[Exercise] Reproduce the listing below without any change.

[Exercise data]
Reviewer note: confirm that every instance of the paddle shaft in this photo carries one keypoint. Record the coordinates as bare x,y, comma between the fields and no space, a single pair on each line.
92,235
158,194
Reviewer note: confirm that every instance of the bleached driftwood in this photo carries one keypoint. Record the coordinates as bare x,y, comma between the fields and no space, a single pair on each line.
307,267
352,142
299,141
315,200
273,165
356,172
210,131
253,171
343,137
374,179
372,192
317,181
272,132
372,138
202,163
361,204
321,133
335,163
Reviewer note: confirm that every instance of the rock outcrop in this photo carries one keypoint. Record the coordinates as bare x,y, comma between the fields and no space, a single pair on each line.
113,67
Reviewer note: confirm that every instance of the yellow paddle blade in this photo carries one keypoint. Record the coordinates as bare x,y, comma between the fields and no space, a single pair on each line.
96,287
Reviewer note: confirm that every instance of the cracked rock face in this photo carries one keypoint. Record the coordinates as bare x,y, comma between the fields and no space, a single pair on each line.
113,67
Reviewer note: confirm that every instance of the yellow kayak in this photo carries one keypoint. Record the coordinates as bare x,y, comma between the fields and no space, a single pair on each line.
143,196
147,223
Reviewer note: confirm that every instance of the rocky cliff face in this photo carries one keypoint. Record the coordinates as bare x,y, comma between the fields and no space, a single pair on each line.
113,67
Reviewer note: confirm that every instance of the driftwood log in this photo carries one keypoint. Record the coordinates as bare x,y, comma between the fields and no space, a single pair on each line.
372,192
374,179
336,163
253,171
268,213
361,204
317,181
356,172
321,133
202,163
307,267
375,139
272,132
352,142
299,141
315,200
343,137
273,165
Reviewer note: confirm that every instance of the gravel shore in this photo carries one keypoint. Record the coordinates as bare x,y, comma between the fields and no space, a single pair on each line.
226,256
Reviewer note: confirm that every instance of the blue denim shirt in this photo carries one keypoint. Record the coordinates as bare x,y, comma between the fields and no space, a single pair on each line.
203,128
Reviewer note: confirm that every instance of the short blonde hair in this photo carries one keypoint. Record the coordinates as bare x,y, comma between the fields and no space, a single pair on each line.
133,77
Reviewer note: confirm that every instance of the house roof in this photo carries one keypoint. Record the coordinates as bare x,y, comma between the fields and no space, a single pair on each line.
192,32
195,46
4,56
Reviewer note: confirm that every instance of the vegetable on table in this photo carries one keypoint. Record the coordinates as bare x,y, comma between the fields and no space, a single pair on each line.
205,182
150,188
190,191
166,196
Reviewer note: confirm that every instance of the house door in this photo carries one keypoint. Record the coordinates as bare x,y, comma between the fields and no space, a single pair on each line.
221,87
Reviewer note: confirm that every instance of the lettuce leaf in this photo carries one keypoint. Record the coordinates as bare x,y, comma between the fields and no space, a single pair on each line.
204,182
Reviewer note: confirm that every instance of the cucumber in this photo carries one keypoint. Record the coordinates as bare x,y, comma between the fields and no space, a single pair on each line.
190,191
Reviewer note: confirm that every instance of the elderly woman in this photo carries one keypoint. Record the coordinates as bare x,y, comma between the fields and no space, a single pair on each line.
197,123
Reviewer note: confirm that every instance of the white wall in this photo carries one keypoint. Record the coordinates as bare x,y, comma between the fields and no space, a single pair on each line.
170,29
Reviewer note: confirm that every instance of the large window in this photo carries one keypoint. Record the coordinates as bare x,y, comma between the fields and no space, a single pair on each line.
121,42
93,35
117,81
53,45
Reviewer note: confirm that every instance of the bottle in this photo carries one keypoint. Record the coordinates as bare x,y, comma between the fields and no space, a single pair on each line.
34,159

[Solution to this problem]
Reviewer note: confirm that every instance of the paddle shaft in this photo carries one keypoint. Record the coordinates as bare x,y, comma between the fields and no space, a single pair on each line.
92,235
158,194
Reviewer note: confirm that every instance of the bleached driftwood in this photo carries one keypoint. Record the coordinates as bare x,y, comma between the fields and no space, a single pair on each line.
307,267
352,142
299,141
315,200
273,165
356,172
210,131
253,171
343,137
374,179
372,192
317,181
272,132
372,138
202,163
361,204
321,133
335,163
Reviewer note: confirm that every instance of the rock outcrop in this photo carries one keypoint. Record the coordinates as bare x,y, comma between the fields and no space, a single pair on each line.
113,67
Reviewer note: confirm that every instance of the yellow paddle blade in this photo carries one keypoint. Record the coordinates as bare x,y, comma between the fields and no space, a single pair on each line.
96,287
Reviewer note: confirm that every instance of the cracked rock face in this photo carries one keypoint. Record the coordinates as bare x,y, comma between the fields and no space, a single pair on each line.
113,67
Reviewer note: confirm that every instance of the yellow kayak in this photo carries one keypoint. Record the coordinates as bare x,y, comma between the fields and no space, a single pair on each line.
143,196
147,223
Reviewer note: confirm that every instance of the rocky cliff face in this photo carries one keypoint. Record the coordinates as bare x,y, comma between the fields and no space, a single pair on each line.
113,67
Reviewer note: confirm that every instance of the driftwood log in this photo carries one keypoint. Record the coordinates as bare x,y, comma between the fields and no space, a single pair on each line.
372,192
374,179
336,163
253,171
268,213
361,204
317,181
356,172
321,133
202,163
307,267
375,139
272,132
352,142
299,141
315,200
343,137
273,165
Reviewer note: confirm that every instance of the gravel shore in this photo carries one keypoint. Record the coordinates as bare x,y, comma between the fields and no space, a single pair on each line.
226,256
Reviewer note: confirm that every instance of the blue denim shirt in this photo carries one keypoint. Record the coordinates as bare x,y, comma between the fields and no space, a single pair on each line.
203,128
Reviewer note: confirm that every instance of the short blonde hair in this photo carries one keypoint. Record the coordinates as bare x,y, comma between the fields and no space, a single pair on each line.
133,77
Reviewer note: confirm that every instance of the house roof in this photo carries one keypoint. Record the coordinates as bare x,y, comma between the fields and no space, a single pair on each line.
192,32
195,46
4,56
Reviewer note: confirm that every instance of the vegetable on table in this photo carries one keypoint. Record the coordinates as bare x,y, comma between the fields and no space, a single pair on each line.
205,182
150,188
190,191
166,196
Reviewer note: confirm that every instance of the house door in this photo carries one keypoint. Record the coordinates as bare x,y, comma between the fields and no space, a single pair on each line.
221,87
Reviewer note: confirm that every instance of the lettuce leaf in this photo carries one keypoint. Record the coordinates as bare x,y, comma between the fields and no space, a single pair on each line.
204,182
Reviewer note: confirm that every instance of the cucumber in this photo carries one keypoint. Record the coordinates as bare x,y, comma between the fields and no space, a single pair on each line.
190,191
Reviewer note: confirm that every instance of the elderly woman in this photo carries one keypoint. Record the coordinates as bare x,y, comma between the fields and no space, a single pair on each line.
197,123
Reviewer note: confirm that every instance of the white wall in this photo carries one keypoint. Record the coordinates as bare x,y, comma between the fields and no space, a single pair on each line.
170,29
Reviewer note: confirm that every instance of the large window in this photo carries one keypoint. Record the coordinates as bare x,y, comma between the fields and no space, a single pair on each line.
121,42
93,35
117,81
53,45
Reviewer note: confirm that every instance of the bottle in this photo carries one keypoint. Record the coordinates as bare x,y, comma between the fields and no space, a single pair on each line.
34,159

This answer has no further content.